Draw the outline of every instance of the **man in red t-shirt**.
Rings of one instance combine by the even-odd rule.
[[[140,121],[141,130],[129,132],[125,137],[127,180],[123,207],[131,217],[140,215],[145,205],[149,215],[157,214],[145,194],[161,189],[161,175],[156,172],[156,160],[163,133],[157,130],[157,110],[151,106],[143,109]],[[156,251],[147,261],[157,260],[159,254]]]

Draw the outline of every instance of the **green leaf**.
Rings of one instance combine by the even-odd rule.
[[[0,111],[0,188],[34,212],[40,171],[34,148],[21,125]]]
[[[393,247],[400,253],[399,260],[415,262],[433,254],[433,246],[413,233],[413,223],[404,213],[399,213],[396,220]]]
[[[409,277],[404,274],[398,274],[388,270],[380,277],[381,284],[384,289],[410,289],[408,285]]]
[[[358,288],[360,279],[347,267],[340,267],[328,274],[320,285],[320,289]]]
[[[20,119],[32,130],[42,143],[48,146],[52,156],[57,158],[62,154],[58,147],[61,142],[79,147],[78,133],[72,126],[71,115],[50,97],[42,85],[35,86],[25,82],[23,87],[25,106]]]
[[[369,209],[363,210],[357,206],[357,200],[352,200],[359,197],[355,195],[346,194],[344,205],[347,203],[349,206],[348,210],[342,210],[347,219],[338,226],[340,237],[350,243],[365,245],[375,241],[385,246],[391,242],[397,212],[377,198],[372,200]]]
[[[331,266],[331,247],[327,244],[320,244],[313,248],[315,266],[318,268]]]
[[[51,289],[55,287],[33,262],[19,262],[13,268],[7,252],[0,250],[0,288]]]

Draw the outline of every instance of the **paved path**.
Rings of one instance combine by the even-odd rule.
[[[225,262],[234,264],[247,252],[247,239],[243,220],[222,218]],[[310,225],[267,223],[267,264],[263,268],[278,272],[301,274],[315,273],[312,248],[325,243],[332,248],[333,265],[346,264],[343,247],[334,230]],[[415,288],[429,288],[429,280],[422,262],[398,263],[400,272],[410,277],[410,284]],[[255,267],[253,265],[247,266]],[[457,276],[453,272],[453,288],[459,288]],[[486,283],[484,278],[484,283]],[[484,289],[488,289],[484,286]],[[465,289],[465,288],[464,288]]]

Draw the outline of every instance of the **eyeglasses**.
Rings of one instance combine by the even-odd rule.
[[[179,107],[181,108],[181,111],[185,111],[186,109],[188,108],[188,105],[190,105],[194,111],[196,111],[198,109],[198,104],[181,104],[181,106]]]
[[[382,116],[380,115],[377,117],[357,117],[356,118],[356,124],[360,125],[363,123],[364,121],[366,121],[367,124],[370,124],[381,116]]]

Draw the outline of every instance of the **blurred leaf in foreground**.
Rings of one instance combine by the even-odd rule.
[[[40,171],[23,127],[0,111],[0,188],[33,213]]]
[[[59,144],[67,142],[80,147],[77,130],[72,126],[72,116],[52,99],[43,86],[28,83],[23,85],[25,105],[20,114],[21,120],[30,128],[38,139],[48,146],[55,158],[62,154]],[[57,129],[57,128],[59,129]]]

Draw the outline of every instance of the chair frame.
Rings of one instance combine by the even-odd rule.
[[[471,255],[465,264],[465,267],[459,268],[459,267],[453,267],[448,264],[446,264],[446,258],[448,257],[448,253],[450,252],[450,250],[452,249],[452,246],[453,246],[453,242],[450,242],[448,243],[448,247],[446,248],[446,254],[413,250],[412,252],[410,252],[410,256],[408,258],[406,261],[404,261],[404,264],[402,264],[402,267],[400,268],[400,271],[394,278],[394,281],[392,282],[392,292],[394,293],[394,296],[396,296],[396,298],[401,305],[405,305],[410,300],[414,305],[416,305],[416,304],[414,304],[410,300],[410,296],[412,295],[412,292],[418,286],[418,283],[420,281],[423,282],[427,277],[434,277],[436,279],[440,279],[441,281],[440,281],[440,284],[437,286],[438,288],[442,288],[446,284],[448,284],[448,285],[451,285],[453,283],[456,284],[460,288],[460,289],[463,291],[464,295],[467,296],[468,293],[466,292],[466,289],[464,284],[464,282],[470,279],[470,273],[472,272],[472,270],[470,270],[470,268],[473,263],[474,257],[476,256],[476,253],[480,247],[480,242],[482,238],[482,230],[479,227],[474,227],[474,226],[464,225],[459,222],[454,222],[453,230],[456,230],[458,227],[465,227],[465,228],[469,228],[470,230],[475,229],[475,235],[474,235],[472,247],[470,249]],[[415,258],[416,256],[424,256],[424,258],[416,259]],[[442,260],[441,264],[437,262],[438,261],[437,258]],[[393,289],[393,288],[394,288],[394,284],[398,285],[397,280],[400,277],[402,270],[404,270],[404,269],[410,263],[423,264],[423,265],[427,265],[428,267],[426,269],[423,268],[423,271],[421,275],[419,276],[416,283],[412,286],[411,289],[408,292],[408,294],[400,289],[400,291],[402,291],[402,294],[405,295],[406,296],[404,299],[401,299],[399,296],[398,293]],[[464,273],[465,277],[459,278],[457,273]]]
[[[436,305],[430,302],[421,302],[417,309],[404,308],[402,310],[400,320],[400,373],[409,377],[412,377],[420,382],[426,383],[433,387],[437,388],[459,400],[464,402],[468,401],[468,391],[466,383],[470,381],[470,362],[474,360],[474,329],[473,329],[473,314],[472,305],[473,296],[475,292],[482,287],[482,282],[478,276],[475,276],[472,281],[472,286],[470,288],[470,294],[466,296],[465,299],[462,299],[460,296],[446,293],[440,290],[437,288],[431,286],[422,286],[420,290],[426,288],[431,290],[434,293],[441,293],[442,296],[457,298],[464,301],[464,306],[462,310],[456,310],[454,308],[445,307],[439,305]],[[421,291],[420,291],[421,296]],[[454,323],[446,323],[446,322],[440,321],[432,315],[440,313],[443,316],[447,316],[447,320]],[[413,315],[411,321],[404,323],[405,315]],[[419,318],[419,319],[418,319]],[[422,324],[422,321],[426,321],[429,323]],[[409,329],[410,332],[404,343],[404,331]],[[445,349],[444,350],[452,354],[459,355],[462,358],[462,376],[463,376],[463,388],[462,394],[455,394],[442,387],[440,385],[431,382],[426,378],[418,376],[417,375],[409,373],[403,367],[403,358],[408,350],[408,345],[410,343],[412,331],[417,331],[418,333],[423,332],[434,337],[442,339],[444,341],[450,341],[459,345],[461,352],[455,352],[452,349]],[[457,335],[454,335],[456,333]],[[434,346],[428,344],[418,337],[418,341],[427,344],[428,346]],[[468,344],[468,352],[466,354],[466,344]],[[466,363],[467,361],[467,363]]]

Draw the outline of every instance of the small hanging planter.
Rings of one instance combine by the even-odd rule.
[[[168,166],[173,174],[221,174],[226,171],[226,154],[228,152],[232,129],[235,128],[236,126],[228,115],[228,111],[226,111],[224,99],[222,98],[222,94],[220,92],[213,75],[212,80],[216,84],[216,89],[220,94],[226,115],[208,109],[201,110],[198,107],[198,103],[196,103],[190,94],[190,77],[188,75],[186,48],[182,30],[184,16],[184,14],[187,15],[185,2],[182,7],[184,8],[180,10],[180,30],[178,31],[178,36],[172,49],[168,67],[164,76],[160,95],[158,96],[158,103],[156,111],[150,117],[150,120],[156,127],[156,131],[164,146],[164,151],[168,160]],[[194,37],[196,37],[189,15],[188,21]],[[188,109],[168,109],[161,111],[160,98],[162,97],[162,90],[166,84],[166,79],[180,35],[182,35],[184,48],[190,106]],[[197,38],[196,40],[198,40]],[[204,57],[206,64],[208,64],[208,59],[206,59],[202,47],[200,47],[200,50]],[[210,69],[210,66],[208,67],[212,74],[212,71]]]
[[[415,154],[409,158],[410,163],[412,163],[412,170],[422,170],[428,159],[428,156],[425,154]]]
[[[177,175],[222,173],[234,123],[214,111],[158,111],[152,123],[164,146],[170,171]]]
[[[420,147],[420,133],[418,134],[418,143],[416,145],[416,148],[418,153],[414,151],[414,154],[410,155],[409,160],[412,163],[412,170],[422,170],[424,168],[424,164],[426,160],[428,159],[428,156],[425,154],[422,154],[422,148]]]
________________________________________
▶ **The problem**:
Pick out every line of the material above that contains the string "leaf", with uppercase and lowercase treated as distinct.

▶ **Result for this task**:
Draw the outline of every instance of the **green leaf**.
Draw the outline of every instance of the **blurred leaf in foreground**.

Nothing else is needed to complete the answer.